=== Brano fornito ===
◆ ◆ ◆ ◆ ◆ ◆ ◆

Stendhal vedeva in questo popolo un potenziale di libertà future. Rosmini un vestigio del provvidenziale passato e segni incoraggianti della maestà e sapienza e potenza della religione. Belli una realtà più viva e più complessa, dove «spiccano le più strane contraddizioni». nelle quali bisognava immergersi: «ma il popolo è questo (diceva nella Introduzione); e questo io ricopio non per produrre un modello, ma sì per dare un'immagine fedele di cosa già esistente, e, più, abbandonata senza miglioramento».

La consapevolezza che proprio questo popolo, nonostante tutto, era detentore di una parte di «lumi», non solo fa del Belli un uomo ideologicamente moderno e avanzato, ma un poeta convinto della necessità di cacciarsi dentro a un «idiotismo continuo» (come egli diceva nella Introduzione) per sollecitare fin nel dialetto le potenziali forze di espressione liberatrice e far conflagrare queste contraddizioni, pur limitandosi a far «dire a ciascun popolano quanto sa, quanto pensa e quanto opera», e lasciando ai margini, ad eccezionali sonetti, qualche fievole speranza di cose venture, difficilmente fondabile in un così buio presente.

◆ ◆ ◆ ◆ ◆ ◆ ◆

=== Materiale fornito ===
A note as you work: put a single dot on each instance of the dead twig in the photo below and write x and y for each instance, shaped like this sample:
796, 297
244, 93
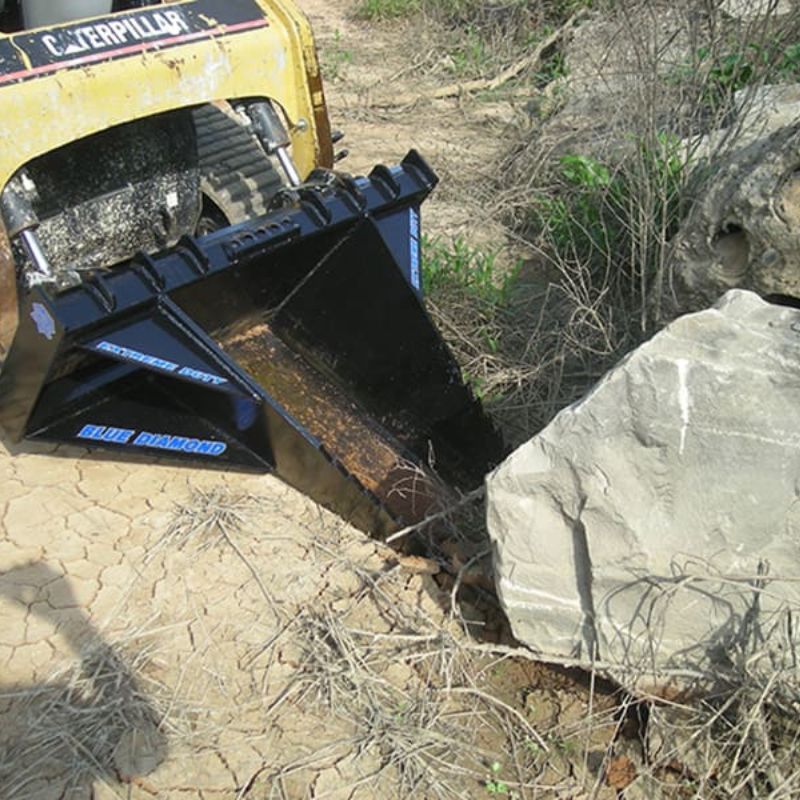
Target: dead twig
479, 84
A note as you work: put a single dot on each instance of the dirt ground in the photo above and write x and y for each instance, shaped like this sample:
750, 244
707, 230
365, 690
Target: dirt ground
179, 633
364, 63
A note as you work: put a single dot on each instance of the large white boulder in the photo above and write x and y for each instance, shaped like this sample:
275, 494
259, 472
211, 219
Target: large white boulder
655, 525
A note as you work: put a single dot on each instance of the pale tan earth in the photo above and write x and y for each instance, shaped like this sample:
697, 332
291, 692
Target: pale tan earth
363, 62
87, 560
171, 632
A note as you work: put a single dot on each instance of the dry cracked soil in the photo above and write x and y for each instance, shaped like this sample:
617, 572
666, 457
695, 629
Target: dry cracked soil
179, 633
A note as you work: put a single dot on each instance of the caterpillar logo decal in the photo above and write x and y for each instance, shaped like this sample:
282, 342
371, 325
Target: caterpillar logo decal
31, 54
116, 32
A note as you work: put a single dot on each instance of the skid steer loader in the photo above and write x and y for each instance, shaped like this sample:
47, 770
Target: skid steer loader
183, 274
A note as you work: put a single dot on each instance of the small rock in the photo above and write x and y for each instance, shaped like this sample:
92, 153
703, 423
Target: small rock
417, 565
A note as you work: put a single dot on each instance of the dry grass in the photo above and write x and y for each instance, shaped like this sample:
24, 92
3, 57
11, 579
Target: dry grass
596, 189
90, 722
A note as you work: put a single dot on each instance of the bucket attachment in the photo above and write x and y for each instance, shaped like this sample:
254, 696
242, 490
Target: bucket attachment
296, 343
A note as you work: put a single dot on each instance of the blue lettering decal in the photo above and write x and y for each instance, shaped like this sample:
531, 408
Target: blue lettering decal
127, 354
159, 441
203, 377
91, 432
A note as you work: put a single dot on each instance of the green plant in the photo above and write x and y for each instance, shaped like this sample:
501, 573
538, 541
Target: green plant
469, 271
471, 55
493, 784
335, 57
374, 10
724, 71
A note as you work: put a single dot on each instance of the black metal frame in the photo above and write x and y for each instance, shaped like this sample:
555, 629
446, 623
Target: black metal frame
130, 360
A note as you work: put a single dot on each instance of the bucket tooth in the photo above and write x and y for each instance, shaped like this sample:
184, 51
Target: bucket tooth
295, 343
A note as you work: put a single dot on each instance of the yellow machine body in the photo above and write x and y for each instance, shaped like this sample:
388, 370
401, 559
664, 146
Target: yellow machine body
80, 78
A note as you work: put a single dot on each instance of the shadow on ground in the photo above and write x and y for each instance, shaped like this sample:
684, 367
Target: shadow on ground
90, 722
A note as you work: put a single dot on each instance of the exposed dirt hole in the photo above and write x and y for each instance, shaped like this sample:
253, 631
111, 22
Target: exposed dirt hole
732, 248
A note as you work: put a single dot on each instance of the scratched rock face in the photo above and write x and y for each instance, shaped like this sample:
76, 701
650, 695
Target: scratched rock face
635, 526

◆ ◆ ◆ ◆ ◆ ◆ ◆

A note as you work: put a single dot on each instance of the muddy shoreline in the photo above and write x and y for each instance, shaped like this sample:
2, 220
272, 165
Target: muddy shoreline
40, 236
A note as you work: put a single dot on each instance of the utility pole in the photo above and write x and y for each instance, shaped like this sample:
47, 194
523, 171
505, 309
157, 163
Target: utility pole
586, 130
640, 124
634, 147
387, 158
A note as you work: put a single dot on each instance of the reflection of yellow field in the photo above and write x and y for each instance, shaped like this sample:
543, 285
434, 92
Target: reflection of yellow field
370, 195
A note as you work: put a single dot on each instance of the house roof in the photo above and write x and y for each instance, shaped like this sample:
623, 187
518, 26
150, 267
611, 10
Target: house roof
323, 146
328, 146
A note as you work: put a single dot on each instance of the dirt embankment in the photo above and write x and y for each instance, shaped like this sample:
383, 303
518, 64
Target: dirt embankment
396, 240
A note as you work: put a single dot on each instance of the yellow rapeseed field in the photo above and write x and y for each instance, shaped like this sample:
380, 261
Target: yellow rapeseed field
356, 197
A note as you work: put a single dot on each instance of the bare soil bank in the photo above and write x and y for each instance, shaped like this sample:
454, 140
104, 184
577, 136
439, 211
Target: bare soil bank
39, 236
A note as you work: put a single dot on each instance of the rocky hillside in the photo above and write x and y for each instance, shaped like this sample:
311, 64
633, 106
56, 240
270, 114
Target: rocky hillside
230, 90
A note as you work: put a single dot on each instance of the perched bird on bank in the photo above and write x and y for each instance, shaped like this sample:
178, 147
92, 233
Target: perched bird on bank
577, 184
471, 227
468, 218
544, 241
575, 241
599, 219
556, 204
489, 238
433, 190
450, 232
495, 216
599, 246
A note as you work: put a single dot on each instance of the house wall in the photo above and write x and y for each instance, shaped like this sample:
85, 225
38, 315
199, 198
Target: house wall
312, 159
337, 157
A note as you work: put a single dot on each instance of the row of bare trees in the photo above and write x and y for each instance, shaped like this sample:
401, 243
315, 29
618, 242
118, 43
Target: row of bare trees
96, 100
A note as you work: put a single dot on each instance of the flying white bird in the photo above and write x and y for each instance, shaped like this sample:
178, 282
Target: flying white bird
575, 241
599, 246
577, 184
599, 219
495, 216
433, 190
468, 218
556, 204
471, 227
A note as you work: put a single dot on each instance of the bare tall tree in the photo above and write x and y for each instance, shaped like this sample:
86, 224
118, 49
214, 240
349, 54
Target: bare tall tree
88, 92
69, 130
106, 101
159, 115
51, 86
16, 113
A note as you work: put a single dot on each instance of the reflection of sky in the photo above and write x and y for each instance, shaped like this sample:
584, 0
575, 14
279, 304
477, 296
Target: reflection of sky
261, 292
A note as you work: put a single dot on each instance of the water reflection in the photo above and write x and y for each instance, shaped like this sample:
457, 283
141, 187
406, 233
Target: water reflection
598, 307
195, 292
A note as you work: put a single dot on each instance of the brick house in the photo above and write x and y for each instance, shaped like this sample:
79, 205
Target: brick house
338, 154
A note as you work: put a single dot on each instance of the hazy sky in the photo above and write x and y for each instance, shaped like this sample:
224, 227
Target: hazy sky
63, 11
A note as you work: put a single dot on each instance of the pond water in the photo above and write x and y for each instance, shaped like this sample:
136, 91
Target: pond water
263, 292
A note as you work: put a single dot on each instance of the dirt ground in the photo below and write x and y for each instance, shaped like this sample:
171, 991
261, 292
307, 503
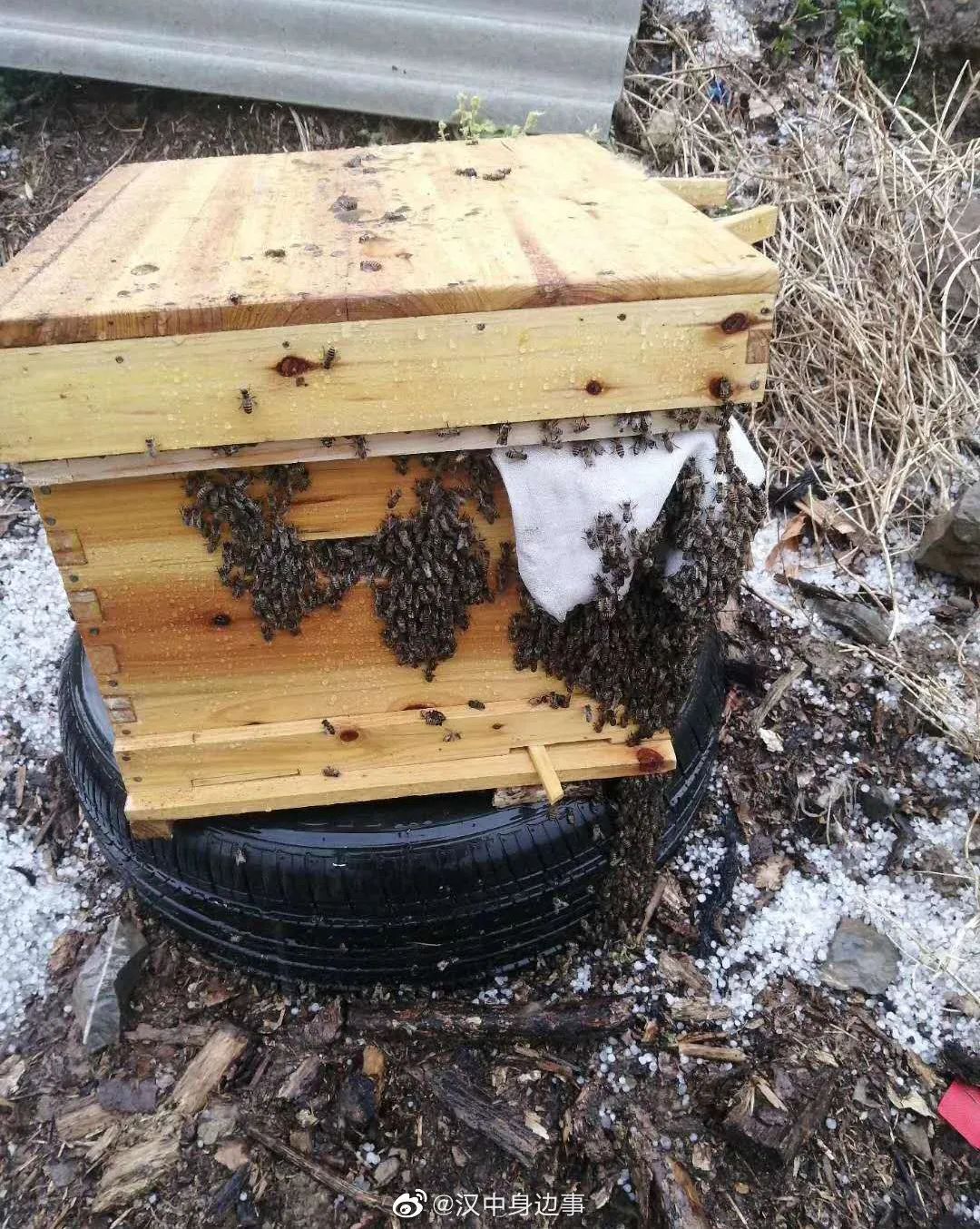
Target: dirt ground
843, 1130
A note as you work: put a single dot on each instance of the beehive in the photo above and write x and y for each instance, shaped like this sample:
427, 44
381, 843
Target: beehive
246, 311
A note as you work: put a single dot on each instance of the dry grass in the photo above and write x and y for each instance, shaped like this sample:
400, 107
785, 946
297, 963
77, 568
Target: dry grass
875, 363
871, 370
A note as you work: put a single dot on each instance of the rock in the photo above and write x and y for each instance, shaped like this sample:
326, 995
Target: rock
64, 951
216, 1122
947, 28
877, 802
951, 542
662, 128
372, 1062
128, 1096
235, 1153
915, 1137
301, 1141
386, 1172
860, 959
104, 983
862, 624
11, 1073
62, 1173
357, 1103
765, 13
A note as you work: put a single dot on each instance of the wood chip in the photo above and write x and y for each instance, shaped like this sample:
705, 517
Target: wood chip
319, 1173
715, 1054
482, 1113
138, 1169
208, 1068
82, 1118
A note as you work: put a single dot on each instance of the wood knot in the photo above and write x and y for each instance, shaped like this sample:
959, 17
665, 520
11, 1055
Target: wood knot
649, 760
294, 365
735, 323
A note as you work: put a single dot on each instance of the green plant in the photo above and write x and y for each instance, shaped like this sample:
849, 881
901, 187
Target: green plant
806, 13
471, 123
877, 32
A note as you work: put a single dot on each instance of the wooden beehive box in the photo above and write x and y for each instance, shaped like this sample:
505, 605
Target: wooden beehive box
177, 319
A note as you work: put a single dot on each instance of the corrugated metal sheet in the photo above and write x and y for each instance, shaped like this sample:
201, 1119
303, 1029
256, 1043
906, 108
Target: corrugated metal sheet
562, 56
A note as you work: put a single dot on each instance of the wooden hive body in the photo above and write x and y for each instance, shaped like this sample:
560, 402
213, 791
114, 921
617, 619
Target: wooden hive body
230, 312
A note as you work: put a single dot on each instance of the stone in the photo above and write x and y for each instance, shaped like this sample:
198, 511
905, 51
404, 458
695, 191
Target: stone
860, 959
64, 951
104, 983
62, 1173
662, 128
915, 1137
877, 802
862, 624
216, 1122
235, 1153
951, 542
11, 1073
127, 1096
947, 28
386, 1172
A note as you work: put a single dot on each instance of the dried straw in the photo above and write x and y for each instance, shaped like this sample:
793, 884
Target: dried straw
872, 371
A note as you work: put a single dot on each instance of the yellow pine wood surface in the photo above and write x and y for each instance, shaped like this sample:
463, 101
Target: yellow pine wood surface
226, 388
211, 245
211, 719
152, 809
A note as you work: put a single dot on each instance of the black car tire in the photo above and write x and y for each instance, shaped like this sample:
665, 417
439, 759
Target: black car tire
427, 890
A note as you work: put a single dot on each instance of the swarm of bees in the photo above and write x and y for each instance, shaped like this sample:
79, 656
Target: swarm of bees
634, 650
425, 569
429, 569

◆ ◆ ◆ ◆ ◆ ◆ ◆

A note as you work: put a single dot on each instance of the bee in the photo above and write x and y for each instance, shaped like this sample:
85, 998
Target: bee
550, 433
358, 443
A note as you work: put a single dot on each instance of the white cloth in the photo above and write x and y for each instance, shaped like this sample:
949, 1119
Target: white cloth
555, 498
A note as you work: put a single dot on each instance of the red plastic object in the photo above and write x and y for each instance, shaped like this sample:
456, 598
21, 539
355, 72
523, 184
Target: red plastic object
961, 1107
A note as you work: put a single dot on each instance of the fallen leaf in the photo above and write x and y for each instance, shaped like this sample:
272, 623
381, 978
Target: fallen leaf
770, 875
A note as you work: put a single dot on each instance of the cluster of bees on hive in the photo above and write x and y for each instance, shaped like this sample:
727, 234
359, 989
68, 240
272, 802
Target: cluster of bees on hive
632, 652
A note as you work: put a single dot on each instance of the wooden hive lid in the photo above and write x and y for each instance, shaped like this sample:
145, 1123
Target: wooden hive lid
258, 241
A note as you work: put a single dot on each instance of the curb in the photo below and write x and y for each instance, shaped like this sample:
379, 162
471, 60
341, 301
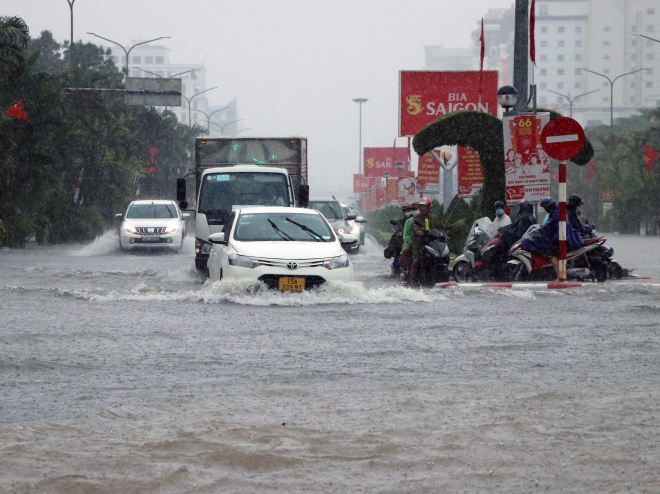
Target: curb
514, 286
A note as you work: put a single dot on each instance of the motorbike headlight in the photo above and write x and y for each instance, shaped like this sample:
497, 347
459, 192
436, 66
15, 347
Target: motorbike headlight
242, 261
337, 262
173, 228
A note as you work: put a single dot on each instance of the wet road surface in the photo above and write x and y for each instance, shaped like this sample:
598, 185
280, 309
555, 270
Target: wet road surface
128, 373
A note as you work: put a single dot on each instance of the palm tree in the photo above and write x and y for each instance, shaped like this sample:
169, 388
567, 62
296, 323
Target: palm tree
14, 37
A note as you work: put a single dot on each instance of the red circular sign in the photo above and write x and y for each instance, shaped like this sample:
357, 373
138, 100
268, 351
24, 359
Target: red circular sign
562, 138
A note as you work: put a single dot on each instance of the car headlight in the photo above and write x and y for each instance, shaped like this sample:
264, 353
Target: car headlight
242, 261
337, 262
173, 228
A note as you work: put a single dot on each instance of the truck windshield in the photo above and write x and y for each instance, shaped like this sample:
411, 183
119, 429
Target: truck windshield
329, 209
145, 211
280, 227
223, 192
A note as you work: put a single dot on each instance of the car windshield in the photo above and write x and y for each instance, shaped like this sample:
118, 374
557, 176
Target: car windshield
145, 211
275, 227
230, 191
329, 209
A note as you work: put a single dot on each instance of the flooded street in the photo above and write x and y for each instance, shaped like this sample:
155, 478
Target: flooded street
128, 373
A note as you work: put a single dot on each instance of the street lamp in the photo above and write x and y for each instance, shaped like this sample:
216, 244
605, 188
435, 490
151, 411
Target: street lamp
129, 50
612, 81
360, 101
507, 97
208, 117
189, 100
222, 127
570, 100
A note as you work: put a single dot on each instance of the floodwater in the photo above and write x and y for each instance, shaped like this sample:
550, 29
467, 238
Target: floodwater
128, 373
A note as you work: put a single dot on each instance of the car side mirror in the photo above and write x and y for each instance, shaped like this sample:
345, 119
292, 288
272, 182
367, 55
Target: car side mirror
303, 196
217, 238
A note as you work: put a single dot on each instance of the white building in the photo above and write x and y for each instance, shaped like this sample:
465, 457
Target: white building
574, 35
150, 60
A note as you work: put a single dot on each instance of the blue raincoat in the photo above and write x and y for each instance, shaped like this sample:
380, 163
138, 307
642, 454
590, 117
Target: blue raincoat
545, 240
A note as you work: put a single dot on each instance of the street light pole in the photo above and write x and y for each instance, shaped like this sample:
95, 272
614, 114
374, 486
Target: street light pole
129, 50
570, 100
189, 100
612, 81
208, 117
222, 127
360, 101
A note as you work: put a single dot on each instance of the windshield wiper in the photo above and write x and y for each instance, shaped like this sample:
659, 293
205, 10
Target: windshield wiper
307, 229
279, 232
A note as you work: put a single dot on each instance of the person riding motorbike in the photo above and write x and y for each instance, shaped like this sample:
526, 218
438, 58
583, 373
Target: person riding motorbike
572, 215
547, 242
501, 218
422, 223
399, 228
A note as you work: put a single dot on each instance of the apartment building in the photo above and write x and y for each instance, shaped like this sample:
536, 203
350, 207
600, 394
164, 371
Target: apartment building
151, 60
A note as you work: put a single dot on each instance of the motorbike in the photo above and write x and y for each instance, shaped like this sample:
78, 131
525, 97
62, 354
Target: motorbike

◆ ◆ ◆ ◆ ◆ ◆ ◆

=== Compito assegnato 1 ===
Trascrivi dal brano su Belli la parte che comincia con "La consapevolezza che" e prosegue fino a "così buio presente.".
=== Compito assegnato 2 ===
Secondo il brano su Belli, che cosa vedeva Stendhal in questo popolo?
=== Compito assegnato 3 ===
Prosegui il brano su Belli e il popolo, ripartendo dopo la sua ultima frase.

=== Risposta al compito 1 ===
La consapevolezza che proprio questo popolo, nonostante tutto, era detentore di una parte di «lumi», non solo fa del Belli un uomo ideologicamente moderno e avanzato, ma un poeta convinto della necessità di cacciarsi dentro a un «idiotismo continuo» (come egli diceva nella Introduzione) per sollecitare fin nel dialetto le potenziali forze di espressione liberatrice e far conflagrare queste contraddizioni, pur limitandosi a far «dire a ciascun popolano quanto sa, quanto pensa e quanto opera», e lasciando ai margini, ad eccezionali sonetti, qualche fievole speranza di cose venture, difficilmente fondabile in un così buio presente.

=== Risposta al compito 2 ===
Un potenziale di libertà future.

=== Risposta al compito 3 ===
Adorno ha ragione, in linea di massima, quando afferma «nulla di più reazionario che contrapporre i dialetti popolari alla lingua scritta». Ma nulla di più reazionario v'è che contrapporre questa a quelli, senza vedere l'osmosi reale che nutre continuamente il «basso» e «l'alto» di una cultura, per lento e ritardato che possa esserne il processo. Ci piaccia o no il Belli era persuaso che questa affamata e miserabile plebe romana poteva vantare un privilegio che le dava la sua stessa condizione sociale rispetto alle stesse classi:


fra noantri soli
se pò ttrovà la verità sfacciata.



Le convenzioni sociali hanno imposto ai volti della gente «aricamata» una faccia che è come una maschera d'ipocrisia, onde i muscoli si contraggono e si frenano dissimulando, e si uniformano nella «immobilità comandata dalla civile educazione». La classe «allevata» è come paralizzata dall'impossibilità di esprimere il vero. Perciò «pijja sempre li sceci pe ffacioli». Perciò è ridotta al buffo destino immobile dei burattini.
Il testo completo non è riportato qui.